# Extract to read
***

The IEEE Global Initiative published an enlightening report on Ethics of Extended Reality (XR).

Here are the main insights:

  • More and more, devices will pack sophisticated hardware to sense the world around them:
    • LiDAR sensing, camera arrays, microphone arrays, directional microphones.
    • Simultaneous Localization and Mapping (SLAM) algorithms allow XR devices to position themselves in the world and render experiences from the user perspective.
    • Worldscraping: Planet-Scale AR consortium by Niantic, AR APIs and services from Microsoft (Mixed Reality ToolKit), Apple (ARKit), and Google (ARCore) contain capabilities for topological mapping, scene understanding, classification, world positioning, and geometry generation/capture.
  • At the XR user level: 
    • Movements and physical actions: Optical and inertial tracking of head/body/limb movements, EMG neuromotor input, sensing of facial expressions, auditory sensing of speech and nonspeech activity.

***

# Goal of the exercise
Continue the summary of the extended reality ethics report from the point where it stops. The items that come next are separate material and are not part of the text above.

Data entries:
***

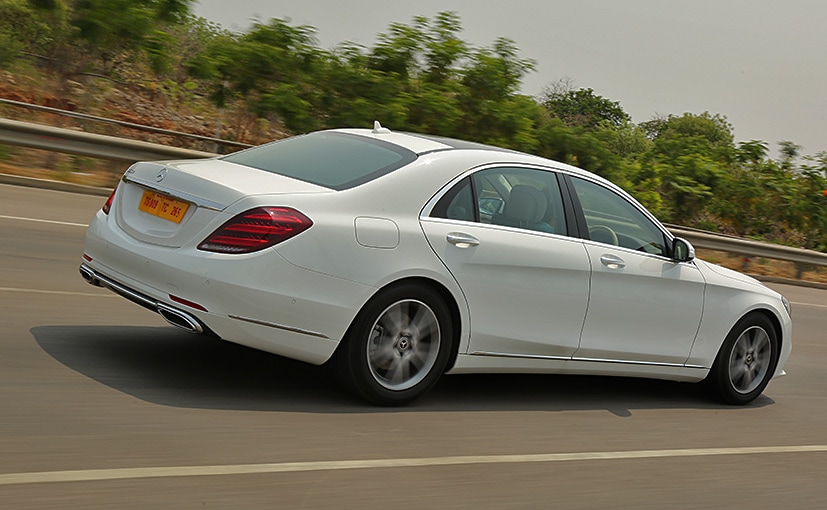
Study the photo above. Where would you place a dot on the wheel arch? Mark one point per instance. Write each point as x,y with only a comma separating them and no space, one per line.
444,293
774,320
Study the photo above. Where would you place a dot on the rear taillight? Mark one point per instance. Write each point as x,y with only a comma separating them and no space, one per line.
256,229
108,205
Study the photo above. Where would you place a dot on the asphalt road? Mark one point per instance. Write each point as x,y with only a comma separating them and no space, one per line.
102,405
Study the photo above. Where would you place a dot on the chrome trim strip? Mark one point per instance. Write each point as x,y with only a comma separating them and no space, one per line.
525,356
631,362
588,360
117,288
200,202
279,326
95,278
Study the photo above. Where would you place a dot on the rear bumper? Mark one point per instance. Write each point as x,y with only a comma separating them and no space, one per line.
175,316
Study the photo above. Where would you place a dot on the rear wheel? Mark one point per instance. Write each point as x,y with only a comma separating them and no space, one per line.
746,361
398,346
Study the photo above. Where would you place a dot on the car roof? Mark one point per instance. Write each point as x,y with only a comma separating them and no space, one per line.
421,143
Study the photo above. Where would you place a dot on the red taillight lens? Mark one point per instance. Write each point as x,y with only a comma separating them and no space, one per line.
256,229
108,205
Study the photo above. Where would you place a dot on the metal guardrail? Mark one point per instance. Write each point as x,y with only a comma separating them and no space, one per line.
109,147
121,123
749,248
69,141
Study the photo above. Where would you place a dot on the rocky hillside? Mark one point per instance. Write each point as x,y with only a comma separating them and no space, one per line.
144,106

***

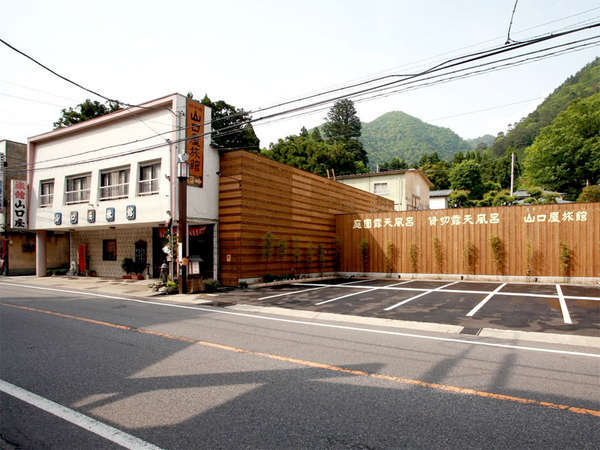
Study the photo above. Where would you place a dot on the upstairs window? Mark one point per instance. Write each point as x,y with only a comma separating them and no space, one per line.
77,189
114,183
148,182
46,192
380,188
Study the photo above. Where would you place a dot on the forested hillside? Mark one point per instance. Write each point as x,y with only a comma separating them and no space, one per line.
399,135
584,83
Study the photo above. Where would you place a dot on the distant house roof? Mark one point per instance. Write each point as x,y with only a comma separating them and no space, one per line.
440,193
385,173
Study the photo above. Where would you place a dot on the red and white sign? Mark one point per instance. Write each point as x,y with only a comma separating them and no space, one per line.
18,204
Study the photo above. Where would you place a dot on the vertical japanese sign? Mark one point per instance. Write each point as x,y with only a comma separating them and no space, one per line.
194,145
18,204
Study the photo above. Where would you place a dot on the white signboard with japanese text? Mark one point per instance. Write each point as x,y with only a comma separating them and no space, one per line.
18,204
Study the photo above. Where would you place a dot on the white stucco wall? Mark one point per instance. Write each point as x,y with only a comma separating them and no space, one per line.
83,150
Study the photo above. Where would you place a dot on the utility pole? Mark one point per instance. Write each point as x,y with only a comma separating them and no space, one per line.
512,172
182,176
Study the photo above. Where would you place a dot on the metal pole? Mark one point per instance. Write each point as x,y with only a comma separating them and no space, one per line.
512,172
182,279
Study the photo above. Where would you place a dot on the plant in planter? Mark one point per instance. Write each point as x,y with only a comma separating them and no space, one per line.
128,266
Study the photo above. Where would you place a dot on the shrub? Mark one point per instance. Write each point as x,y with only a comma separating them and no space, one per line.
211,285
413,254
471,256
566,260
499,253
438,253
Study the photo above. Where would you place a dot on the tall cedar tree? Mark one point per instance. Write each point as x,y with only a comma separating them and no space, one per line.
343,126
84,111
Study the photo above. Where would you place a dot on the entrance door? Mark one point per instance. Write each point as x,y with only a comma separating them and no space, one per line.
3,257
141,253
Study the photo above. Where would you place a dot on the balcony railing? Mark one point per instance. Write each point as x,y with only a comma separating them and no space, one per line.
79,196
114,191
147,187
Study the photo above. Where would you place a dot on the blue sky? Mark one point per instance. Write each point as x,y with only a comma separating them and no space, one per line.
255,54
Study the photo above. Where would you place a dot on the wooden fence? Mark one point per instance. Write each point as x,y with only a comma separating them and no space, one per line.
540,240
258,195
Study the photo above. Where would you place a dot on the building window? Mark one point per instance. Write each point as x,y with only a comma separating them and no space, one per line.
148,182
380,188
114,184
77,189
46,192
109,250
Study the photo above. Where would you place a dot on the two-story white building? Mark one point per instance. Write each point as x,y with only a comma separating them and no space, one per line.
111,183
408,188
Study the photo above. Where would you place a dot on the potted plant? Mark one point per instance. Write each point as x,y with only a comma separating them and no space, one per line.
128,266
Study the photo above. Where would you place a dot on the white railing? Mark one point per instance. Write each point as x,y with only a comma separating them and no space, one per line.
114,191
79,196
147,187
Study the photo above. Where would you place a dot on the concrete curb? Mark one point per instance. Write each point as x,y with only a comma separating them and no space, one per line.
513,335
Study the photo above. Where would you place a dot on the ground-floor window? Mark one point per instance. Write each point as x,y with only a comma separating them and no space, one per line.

***

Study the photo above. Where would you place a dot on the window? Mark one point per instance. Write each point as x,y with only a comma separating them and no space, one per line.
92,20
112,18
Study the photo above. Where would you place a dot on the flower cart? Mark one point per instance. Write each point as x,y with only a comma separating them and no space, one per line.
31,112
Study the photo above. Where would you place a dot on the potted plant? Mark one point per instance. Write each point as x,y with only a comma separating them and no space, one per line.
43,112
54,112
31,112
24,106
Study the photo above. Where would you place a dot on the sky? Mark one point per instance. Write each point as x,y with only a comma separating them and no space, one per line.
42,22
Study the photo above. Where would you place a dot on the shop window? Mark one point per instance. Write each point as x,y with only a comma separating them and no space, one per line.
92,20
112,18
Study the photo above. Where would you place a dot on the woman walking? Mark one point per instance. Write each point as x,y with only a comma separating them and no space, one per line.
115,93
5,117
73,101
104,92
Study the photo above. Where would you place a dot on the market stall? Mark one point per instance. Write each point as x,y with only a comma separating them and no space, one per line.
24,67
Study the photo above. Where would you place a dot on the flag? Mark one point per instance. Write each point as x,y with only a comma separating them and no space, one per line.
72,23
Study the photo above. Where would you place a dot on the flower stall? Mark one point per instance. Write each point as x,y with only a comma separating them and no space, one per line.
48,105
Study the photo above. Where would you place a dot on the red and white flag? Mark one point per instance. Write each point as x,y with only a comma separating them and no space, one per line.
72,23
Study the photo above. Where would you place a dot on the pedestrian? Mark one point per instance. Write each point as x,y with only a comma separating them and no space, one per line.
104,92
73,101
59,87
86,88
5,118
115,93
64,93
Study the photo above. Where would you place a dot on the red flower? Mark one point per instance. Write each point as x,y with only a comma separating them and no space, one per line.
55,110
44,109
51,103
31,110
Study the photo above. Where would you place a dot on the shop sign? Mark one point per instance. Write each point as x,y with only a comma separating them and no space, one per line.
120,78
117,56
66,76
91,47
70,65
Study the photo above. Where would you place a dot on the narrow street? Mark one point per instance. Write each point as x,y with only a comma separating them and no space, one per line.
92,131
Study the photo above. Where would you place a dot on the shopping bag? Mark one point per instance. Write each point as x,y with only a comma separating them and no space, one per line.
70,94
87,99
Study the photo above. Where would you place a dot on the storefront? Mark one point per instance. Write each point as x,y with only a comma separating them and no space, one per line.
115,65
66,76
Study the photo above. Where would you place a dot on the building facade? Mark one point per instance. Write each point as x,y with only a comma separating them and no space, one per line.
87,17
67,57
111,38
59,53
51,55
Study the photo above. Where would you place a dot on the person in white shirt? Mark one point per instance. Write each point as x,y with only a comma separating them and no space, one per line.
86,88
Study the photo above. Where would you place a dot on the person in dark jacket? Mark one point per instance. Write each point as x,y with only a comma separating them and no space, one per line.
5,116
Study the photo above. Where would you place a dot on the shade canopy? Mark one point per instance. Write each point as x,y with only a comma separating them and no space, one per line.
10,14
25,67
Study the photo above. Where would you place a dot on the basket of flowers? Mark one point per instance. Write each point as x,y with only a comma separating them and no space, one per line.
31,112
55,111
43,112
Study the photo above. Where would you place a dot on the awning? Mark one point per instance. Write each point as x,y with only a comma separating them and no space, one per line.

***

# Task response
    • Neural activity: EEG for brain-computer interfaces
    • Context: Location tracking, Simultaneous Localization and Mapping (SLAM), and machine learning-driven analysis of optical data
    • Physiology: Eye/gaze tracking, HRV sensing, and other biometrics 
  • Combined with cloud computing and machine learning, both the benefits and drawbacks of this technology will be unleashed on a societal scale. 
    • Machine learning algorithms and AI-driven approaches can be trained and employed to predict/infer information about identity, behavior, activity, internal state, and make decisions based on computed data.
    • Decision-making behaviors could be constructed based on the availability of XR requisite sensing: brain activity, optical tracking (body language, facial expressions, micro gestures), contextual information (instrumenting everyday actions and behavior), physiological sensing (arousal, fatigue) can lead to a detailed multi-sensory model of a user’s mental state and personality. 
    • Such algorithms are offered to developers as services that can trivially enhance the capability of an application to process sensed data (Microsoft Cognitiv Services, Apple’s CoreML, Amazon’s AWS-driven AI/ML services, Google Cloud).
    • The algorithms are subject to significant issues such as algorithmic bias and false positives.
  • It might instigate digital harms for both users and bystanders, from violations of anonymity, privacy, and identity to mass distributed surveillance and behavior nudging.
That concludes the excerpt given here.